* [Aim]
Print the lines below exactly as they appear, starting with the line that contains "Find the seed" and ending with the line that contains "157), (141, 186)]", with both of those lines included.

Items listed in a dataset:
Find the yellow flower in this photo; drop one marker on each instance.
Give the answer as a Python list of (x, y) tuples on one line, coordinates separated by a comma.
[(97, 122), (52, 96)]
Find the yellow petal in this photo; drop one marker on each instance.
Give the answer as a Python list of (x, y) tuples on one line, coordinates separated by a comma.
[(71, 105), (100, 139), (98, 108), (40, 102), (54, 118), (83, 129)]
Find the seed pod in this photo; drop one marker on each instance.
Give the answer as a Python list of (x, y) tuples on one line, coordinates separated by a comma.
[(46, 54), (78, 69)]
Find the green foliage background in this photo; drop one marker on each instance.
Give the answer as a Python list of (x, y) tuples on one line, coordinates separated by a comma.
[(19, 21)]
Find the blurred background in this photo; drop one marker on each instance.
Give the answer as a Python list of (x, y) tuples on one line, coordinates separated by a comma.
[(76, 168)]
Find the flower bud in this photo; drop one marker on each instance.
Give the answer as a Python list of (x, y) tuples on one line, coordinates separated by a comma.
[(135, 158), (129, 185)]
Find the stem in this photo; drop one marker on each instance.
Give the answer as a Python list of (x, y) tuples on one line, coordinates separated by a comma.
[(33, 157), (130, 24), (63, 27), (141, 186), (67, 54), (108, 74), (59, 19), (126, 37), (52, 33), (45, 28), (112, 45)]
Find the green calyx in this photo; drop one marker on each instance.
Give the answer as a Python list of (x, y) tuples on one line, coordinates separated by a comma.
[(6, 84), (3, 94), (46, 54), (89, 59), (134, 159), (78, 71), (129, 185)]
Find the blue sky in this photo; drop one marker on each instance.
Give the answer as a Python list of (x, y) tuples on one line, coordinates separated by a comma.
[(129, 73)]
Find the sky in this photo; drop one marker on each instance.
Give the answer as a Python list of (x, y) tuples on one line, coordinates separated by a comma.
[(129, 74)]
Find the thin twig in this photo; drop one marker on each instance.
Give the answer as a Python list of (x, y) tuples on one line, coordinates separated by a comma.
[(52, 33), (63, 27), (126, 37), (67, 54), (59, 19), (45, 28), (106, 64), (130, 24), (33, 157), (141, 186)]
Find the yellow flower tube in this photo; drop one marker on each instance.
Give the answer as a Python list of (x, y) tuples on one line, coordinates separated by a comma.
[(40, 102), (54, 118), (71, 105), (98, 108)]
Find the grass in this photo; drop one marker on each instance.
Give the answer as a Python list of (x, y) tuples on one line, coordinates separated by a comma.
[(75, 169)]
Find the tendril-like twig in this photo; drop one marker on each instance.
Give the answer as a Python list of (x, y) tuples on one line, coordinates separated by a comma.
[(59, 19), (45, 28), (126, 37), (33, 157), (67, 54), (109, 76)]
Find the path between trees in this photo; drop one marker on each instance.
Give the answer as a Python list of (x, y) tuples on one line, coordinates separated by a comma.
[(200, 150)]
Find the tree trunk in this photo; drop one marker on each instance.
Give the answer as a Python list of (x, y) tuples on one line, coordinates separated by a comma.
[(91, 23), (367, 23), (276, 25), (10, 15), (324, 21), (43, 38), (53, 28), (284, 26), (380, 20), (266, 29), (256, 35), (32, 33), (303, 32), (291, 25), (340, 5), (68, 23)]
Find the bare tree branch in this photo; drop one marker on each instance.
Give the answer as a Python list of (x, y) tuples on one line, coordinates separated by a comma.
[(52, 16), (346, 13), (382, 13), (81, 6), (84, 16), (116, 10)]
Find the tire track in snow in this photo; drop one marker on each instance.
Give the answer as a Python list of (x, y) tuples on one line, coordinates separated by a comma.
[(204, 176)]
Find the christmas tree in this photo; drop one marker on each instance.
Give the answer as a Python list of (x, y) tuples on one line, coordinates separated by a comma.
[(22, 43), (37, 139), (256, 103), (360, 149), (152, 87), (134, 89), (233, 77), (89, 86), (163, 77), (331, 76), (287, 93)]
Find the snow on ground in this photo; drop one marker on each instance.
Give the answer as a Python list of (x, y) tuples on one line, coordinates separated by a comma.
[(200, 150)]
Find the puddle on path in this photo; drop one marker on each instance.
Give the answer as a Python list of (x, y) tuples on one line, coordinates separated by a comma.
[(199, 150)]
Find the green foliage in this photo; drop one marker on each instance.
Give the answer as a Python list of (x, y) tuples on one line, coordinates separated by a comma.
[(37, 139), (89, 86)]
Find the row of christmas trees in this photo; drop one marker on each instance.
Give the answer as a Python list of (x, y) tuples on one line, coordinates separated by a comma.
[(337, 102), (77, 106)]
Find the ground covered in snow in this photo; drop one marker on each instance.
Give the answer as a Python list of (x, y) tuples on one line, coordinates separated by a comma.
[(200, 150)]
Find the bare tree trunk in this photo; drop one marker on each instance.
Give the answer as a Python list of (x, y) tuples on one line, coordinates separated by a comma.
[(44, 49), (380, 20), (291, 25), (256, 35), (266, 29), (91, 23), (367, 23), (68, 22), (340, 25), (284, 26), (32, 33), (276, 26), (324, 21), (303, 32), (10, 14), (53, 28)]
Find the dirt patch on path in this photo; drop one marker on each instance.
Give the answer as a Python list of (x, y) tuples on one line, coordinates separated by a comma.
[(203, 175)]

* [Answer below]
Find the seed pod in this photo; drop one marker on each instance.
Give the answer as a Python list of (x, y) tuples on one line, coordinates separated by a comma.
[(46, 54), (78, 69)]
Find the green foliage background in this photo; drop one marker on each instance.
Give the answer as a Python list of (x, y) tuples on one line, coordinates separated by a comma.
[(19, 21)]
Find the blurred background in this photo; drop one marker on each instance.
Give the answer as a Python list of (x, y) tuples on one line, coordinates separated by a comma.
[(76, 168)]
Find the flower bud in this photo; drop one marker on each instance.
Give the answer as a Python list of (x, y) tuples on one line, coordinates separated by a comma.
[(135, 158), (129, 185)]
Find the stem in this photo; drop one marker on each instance.
Give the answer as a Python list of (x, y) tuples on one line, coordinates separated by a comma.
[(33, 157), (130, 24), (63, 27), (141, 186), (67, 54), (108, 74), (59, 19), (126, 37), (52, 33), (45, 28), (112, 45)]
Find the green calyx in this photo; drop one marker on each instance.
Give the answer as a Python list of (x, y) tuples on one line, coordinates separated by a comma.
[(6, 84), (3, 94), (46, 54), (89, 59), (134, 159), (78, 71), (129, 185)]
Find the blue sky in this photo; drop one marker on each instance.
Give the answer as a Python list of (x, y) tuples on one line, coordinates separated by a comma.
[(129, 73)]
Find the sky in this photo; drop one marker on each instance.
Give the answer as a Python list of (x, y) tuples on one line, coordinates separated by a comma.
[(129, 74)]
Find the thin twig in this photo; drop one marker on each instance.
Give the answer as a Python list of (x, y) tuples on one line, coordinates separated by a comma.
[(52, 33), (63, 27), (126, 37), (67, 54), (59, 19), (45, 28), (106, 64), (130, 24), (33, 157), (141, 186)]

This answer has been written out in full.